** Opening Excerpted data block **

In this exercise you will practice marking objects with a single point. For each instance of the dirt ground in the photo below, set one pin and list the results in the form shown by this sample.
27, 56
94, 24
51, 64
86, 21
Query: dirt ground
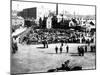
35, 58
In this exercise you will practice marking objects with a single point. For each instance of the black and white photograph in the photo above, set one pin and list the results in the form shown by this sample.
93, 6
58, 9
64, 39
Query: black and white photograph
52, 37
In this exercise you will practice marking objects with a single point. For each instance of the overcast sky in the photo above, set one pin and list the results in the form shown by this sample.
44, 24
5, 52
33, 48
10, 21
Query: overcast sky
43, 8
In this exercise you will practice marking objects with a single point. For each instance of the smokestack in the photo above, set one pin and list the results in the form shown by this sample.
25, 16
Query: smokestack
57, 9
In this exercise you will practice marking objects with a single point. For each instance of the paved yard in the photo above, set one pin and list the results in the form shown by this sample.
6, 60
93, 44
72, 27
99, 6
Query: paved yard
34, 58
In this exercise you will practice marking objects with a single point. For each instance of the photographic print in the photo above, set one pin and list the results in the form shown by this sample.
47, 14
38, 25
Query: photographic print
52, 37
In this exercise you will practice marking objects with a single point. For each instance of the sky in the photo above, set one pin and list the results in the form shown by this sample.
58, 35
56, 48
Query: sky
43, 8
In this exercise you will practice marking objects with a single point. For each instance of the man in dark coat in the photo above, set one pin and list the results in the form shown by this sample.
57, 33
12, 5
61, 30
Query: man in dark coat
61, 49
67, 49
56, 49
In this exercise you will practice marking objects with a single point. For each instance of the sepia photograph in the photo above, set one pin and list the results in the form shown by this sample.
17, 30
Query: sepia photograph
52, 37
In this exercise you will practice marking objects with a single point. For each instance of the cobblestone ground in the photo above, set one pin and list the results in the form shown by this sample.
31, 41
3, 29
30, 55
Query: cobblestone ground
35, 58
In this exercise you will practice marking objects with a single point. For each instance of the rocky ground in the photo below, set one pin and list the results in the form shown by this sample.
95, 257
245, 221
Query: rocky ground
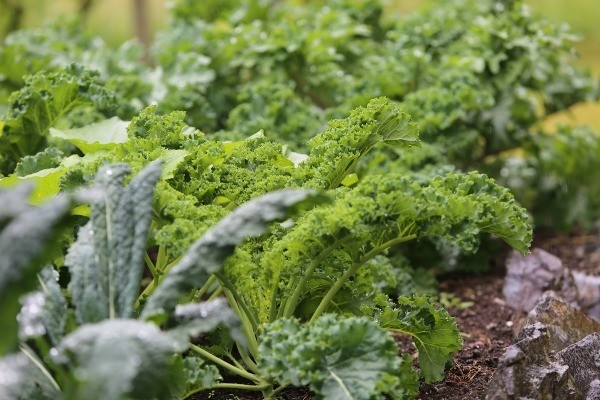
489, 325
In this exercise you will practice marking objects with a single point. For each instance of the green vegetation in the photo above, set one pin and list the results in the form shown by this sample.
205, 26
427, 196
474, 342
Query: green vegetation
365, 138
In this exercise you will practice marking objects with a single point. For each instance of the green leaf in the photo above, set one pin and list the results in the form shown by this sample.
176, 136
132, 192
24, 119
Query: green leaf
106, 261
193, 319
341, 358
47, 180
45, 98
55, 305
26, 241
121, 359
434, 333
21, 379
98, 136
208, 254
170, 161
49, 158
199, 374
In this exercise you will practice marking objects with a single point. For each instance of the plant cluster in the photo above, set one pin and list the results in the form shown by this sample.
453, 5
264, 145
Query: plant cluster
181, 281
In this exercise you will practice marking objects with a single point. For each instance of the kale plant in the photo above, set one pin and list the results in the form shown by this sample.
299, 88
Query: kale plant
88, 344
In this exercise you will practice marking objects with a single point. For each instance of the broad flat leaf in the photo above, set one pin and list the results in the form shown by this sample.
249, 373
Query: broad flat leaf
434, 333
106, 261
24, 243
20, 379
341, 358
95, 137
49, 158
121, 359
208, 254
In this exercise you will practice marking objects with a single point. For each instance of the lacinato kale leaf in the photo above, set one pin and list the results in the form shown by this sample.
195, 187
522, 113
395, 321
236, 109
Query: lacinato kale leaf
207, 255
106, 260
28, 236
120, 359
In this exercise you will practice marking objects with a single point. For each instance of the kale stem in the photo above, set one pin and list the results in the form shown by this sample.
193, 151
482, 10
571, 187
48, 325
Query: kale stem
151, 267
292, 302
216, 293
352, 270
284, 300
202, 291
246, 324
230, 288
241, 386
247, 359
222, 363
153, 284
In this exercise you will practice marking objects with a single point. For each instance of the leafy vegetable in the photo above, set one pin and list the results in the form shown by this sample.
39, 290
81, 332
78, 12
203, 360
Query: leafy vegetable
97, 136
38, 106
27, 238
206, 256
106, 260
342, 358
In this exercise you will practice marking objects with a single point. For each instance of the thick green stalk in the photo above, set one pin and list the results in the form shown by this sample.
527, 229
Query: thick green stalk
240, 301
249, 332
202, 291
279, 312
154, 283
352, 270
224, 364
292, 302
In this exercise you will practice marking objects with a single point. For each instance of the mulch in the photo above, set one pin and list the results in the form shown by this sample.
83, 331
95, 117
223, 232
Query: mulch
488, 326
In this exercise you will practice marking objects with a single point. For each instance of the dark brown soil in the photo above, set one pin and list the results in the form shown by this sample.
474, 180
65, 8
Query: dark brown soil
487, 326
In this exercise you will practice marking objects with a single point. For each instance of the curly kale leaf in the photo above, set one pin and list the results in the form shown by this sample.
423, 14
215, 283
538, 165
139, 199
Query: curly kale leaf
341, 358
433, 331
382, 212
106, 261
336, 152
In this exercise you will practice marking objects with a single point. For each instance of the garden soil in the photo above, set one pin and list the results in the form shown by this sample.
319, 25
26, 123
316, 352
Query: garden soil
488, 326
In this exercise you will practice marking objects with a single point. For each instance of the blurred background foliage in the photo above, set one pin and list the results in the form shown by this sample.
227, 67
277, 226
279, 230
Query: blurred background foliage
118, 20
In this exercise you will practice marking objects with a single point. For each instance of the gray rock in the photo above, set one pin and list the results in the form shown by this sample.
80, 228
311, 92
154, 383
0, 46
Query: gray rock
588, 288
594, 392
528, 277
528, 370
583, 359
565, 324
546, 361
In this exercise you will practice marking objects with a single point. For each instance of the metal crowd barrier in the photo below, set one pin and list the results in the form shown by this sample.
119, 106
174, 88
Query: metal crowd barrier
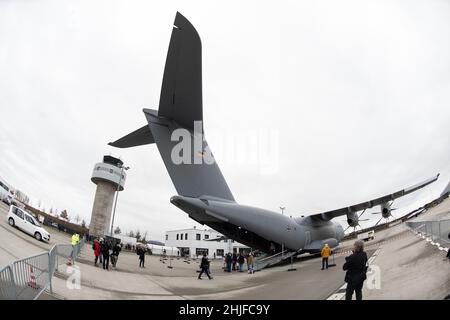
27, 278
438, 231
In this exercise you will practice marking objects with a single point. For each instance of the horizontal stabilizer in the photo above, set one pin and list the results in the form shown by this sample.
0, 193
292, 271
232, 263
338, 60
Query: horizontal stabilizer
139, 137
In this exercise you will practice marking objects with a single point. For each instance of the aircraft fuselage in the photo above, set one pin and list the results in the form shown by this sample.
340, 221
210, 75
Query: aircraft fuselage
259, 228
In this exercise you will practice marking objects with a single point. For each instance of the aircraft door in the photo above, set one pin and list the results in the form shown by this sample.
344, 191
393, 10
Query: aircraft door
308, 237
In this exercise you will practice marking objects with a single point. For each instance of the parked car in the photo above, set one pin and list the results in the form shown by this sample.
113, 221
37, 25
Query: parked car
26, 222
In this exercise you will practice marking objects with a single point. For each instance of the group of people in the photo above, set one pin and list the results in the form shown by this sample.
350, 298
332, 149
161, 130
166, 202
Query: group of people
235, 262
104, 250
355, 266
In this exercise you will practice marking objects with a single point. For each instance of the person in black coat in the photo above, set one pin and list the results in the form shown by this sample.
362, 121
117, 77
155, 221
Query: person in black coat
105, 252
356, 267
204, 265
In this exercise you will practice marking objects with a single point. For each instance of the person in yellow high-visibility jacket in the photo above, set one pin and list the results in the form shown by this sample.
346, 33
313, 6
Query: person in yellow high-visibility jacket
74, 240
326, 251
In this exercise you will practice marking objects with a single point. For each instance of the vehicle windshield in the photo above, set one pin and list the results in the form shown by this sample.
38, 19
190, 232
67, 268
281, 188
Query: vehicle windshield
35, 221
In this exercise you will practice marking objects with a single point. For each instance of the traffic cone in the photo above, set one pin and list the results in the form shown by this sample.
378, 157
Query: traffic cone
32, 283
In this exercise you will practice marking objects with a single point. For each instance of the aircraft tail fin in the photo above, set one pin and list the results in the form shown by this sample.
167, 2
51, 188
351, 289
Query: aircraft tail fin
180, 106
181, 90
192, 175
138, 137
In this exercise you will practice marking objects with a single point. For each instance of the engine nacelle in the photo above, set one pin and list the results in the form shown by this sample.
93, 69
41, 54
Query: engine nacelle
386, 210
352, 219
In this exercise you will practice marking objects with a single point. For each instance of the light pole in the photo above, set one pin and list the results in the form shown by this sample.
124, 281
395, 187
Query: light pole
117, 196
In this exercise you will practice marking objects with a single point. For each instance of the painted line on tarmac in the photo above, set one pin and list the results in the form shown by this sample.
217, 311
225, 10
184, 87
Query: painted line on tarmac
430, 241
340, 293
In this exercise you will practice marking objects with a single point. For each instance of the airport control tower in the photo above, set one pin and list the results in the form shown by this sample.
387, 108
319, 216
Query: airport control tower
109, 177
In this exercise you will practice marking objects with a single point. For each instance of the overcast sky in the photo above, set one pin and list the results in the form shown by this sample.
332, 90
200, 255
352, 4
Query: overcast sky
353, 95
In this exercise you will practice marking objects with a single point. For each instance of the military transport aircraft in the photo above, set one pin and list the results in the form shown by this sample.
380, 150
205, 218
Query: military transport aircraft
202, 190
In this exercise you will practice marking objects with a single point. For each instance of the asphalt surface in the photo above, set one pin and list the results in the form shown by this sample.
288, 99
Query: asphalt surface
402, 257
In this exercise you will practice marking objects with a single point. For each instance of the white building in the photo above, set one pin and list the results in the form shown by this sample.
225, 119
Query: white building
193, 242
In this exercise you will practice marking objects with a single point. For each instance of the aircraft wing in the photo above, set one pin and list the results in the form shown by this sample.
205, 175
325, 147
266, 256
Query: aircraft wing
372, 203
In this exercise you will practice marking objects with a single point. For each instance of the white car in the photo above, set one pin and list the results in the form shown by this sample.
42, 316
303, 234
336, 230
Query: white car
26, 222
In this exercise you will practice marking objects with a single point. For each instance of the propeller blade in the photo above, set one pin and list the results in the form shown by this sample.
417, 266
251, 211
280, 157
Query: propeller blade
378, 221
362, 213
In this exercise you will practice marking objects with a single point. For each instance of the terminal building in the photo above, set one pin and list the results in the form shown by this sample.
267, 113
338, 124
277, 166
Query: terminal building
194, 242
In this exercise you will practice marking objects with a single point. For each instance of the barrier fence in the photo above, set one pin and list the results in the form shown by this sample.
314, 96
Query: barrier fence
438, 231
27, 278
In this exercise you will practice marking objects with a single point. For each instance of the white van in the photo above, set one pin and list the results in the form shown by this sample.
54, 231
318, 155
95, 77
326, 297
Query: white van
6, 192
26, 222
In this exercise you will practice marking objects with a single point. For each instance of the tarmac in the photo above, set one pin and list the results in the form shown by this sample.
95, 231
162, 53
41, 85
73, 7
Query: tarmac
408, 267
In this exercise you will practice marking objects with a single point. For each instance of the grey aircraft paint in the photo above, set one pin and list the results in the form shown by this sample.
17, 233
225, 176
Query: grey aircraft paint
202, 190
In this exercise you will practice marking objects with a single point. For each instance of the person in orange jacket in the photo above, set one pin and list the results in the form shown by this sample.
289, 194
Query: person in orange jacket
326, 251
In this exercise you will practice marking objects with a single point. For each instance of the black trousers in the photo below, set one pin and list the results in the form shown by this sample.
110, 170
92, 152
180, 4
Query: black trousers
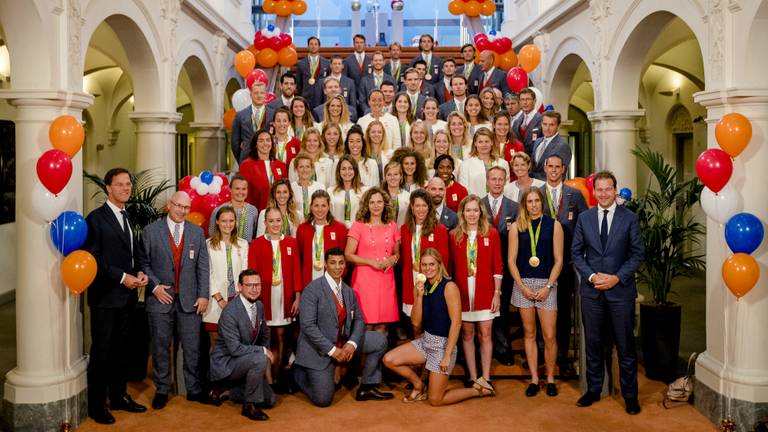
108, 360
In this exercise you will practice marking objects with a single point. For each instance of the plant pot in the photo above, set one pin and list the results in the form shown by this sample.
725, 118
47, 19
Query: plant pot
660, 339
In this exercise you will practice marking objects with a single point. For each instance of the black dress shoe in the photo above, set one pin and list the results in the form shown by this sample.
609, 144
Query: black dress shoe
125, 403
159, 401
632, 406
102, 416
587, 399
551, 389
532, 390
253, 412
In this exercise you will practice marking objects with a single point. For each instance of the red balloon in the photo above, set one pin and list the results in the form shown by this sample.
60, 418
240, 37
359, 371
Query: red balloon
517, 79
256, 75
54, 169
714, 168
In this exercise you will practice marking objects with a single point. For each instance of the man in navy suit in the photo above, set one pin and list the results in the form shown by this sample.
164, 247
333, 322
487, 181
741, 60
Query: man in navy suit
607, 250
446, 216
502, 212
564, 204
550, 144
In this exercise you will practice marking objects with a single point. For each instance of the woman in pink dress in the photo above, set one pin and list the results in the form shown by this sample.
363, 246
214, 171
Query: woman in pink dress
373, 246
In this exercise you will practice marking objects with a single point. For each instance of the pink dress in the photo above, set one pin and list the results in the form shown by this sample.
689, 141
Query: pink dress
374, 288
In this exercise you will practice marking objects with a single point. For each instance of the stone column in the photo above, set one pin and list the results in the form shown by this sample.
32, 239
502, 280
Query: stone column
156, 142
615, 136
48, 385
209, 146
735, 363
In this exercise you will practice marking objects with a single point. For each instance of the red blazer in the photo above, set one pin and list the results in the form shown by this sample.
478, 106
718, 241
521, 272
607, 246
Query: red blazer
437, 240
454, 194
334, 235
260, 259
258, 181
488, 264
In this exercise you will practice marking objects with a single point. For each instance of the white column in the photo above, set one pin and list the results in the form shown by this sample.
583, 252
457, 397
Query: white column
615, 137
156, 142
48, 384
737, 329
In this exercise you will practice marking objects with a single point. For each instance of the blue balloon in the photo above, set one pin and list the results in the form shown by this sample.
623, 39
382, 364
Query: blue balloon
206, 177
68, 232
626, 193
744, 233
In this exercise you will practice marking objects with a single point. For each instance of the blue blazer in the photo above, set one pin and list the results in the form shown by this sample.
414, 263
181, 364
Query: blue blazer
622, 255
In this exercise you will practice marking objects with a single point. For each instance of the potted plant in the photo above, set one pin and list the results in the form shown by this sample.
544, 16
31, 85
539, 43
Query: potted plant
669, 229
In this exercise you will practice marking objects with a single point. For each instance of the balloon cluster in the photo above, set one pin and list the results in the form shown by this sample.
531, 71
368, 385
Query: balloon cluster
720, 201
472, 8
49, 199
207, 191
284, 8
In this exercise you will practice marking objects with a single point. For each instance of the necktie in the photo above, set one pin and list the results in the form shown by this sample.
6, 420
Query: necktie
604, 229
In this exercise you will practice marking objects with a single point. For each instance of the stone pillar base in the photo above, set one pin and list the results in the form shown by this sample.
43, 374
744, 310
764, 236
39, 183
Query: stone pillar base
713, 406
45, 417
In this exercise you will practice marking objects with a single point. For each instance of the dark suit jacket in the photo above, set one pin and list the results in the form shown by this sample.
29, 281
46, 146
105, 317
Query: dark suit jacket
622, 255
107, 243
557, 146
237, 337
320, 324
158, 265
242, 131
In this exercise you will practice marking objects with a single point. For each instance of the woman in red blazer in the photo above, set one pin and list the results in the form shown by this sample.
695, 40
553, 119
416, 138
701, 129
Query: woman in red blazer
276, 257
476, 252
262, 169
318, 234
421, 218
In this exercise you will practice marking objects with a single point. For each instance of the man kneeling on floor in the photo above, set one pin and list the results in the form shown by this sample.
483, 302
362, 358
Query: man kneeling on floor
241, 356
332, 332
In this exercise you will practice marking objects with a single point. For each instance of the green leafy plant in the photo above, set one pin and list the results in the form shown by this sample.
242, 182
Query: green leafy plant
668, 226
141, 206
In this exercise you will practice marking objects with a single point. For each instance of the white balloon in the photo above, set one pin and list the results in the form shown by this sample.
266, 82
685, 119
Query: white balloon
722, 205
45, 205
241, 99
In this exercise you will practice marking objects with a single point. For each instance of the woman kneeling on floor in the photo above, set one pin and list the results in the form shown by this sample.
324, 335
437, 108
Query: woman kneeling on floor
437, 314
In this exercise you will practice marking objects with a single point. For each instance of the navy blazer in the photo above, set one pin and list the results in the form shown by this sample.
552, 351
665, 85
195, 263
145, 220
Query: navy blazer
622, 255
237, 337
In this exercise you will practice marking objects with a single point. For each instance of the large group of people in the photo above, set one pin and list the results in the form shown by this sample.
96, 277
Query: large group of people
357, 211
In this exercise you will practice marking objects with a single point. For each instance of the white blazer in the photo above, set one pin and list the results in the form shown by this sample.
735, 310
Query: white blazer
472, 174
217, 266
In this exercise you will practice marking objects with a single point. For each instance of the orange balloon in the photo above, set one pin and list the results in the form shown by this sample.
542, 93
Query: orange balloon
78, 270
66, 133
529, 57
472, 8
299, 7
245, 61
740, 273
733, 133
229, 118
267, 58
287, 57
456, 7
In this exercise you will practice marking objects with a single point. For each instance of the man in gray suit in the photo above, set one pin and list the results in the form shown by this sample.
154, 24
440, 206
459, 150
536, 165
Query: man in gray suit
446, 216
249, 120
502, 211
332, 332
176, 263
242, 348
549, 145
565, 204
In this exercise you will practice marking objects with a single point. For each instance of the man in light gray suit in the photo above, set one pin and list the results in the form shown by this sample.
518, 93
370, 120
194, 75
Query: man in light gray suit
332, 332
549, 145
176, 263
241, 355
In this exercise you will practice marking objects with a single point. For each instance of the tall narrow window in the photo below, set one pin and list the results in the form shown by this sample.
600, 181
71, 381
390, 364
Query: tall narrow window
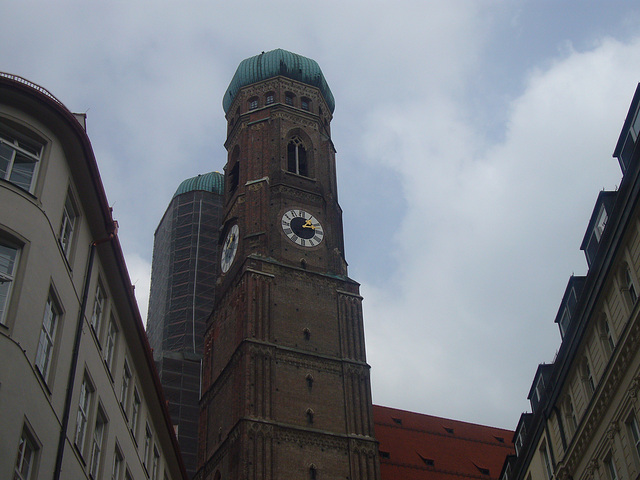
110, 344
19, 158
46, 343
297, 157
631, 288
587, 377
155, 465
546, 461
570, 415
86, 392
96, 444
607, 335
98, 309
611, 468
124, 387
147, 447
8, 261
25, 459
118, 463
68, 224
135, 412
634, 431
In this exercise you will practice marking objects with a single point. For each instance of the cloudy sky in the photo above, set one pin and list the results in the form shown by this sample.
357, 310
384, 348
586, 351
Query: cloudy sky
473, 138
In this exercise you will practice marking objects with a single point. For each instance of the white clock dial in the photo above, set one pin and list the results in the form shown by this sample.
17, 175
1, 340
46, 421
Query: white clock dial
302, 228
229, 248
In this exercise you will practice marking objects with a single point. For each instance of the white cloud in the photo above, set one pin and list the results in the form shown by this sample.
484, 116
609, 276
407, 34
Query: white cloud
140, 274
491, 235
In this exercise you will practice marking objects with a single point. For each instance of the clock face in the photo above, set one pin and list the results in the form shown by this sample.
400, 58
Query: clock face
229, 248
302, 228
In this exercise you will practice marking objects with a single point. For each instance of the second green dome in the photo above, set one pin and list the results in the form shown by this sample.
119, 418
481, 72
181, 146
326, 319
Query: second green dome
274, 63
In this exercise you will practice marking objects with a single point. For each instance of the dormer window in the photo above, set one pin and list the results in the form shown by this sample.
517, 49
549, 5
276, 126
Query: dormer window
564, 322
19, 158
601, 222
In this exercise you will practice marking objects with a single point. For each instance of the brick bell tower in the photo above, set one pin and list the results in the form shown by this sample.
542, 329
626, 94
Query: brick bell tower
286, 387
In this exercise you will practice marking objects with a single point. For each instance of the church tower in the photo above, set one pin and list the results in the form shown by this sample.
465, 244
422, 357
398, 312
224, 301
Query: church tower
286, 387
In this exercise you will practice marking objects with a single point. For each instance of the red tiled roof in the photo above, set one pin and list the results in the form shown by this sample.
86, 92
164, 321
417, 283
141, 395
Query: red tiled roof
414, 446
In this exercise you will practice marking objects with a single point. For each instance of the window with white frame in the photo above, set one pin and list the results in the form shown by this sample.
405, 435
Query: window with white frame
110, 343
98, 309
68, 224
19, 158
96, 444
44, 354
82, 418
26, 457
8, 262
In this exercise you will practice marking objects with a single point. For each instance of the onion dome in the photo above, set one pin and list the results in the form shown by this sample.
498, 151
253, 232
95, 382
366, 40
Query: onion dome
272, 64
209, 182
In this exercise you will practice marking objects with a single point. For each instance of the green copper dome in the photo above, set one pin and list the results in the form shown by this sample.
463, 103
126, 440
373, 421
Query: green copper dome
209, 182
274, 63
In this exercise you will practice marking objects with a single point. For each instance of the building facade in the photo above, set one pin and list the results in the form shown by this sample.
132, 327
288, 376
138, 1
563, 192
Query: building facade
585, 414
79, 395
286, 389
184, 272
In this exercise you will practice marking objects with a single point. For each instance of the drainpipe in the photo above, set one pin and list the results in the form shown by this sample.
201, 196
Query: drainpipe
74, 358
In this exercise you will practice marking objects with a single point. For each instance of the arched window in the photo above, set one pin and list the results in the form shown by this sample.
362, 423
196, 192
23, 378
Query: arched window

** Closing Excerpted data block **

* [What the exercise asks]:
Gather up, from the records above, each line where the word "arched" appears.

* [Task output]:
In this exercise you will practice marking objects with a single point. For each instance of the arched window in the photo above, set one pin and list the results in the form shown by this sample.
Query: arched window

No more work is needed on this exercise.